* Required work *
**a.** Can you shorten the paragraph of the passage about Yosef in prison that begins "So the butler told him," keeping its main facts?
**b.** Please quote the passage about Yosef in prison word for word, beginning at the words "This issue is" and stopping after "food and drink.".

┌─ Text segment

This issue is sponsored
Vol. 14 No. 9
in honour of the marriage of
Dov Ber ha'Levi and Shoshanah (Teven) Spero n.y.
by their grandparents.
She'yizku li'v'nos bayis ne'eman be'Yisrael
(Based on Targum Yonasan's explanation)
Following the episode with Potifera's wife, Yosef's incarceration and his subsequently finding favour in the eyes of the chief prison-warden and his being placed in charged of the prisoners, the king's chief butler and chief baker were both accused of conspiring to kill their master, the king of Egypt by placing poison in his food and drink.
When the plot was discovered, the King placed them in the prison of the chief executioner, in the very prison where Yosef was being held. The chief executioner promptly placed them in the charge of Yosef, who saw to all their needs. One night, they both had a dream. Each one dreamt his own dream and the interpretation of the other's.
In the morning, Yosef noticed that both his wards looked perplexed (the butcher, because of the negative interpretation of the baker's dream, and the baker, on account of his own dream, which was due to receive a negative interpretation). He queried them about their sullen looks, and upon hearing about their dreams, he offered to interpret them on their behalf, though not before making it clear that the interpretation of dreams lay with G-d and not with him, just as he informed Par'oh prior to interpreting his dream.
So the butler told him how in his dream, he saw a vine. The vine contained three branches, which proceeded to blossom before his very eyes. Then it budded and the buds immediately turned into grapes. Holding the cup of Par'oh in his hand, he squeezed the grapes into it, before placing it in the palm of Par'oh.
The three branches, Yosef explained, represented the three Avos (Avraham, Yitzchak and Ya'akov), whose children were destined to become slaves to the Egyptians, to work in cement, bricks, and all kinds of work in the fields. After that however, they would go free, led by three 'shepherds' (Moshe, Aharon and Miriam). And as for the final part of his dream, Yosef continued, the cup of Par'oh that he filled, represented the cup of punishment, that Par'oh would ultimately be forced to drink.

└─
┌─ Provided material

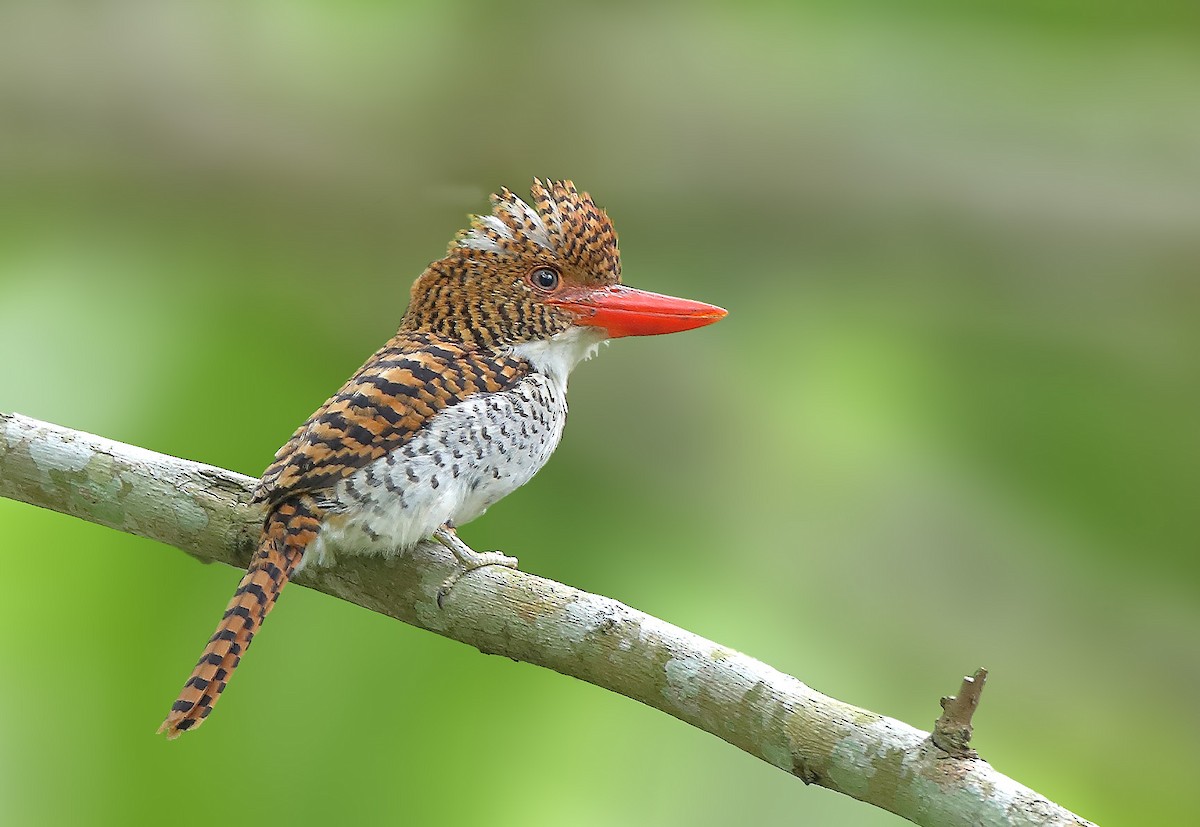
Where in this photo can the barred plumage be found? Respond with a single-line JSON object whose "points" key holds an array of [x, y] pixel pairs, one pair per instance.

└─

* The responses *
**a.** In his dream, the butler saw a vine with three branches. The branches blossomed and budded before his eyes, and the buds at once became grapes. Holding Par'oh's cup, he squeezed the grapes into it and placed it in Par'oh's palm.

**b.**
This issue is sponsored
Vol. 14 No. 9
in honour of the marriage of
Dov Ber ha'Levi and Shoshanah (Teven) Spero n.y.
by their grandparents.
She'yizku li'v'nos bayis ne'eman be'Yisrael
(Based on Targum Yonasan's explanation)
Following the episode with Potifera's wife, Yosef's incarceration and his subsequently finding favour in the eyes of the chief prison-warden and his being placed in charged of the prisoners, the king's chief butler and chief baker were both accused of conspiring to kill their master, the king of Egypt by placing poison in his food and drink.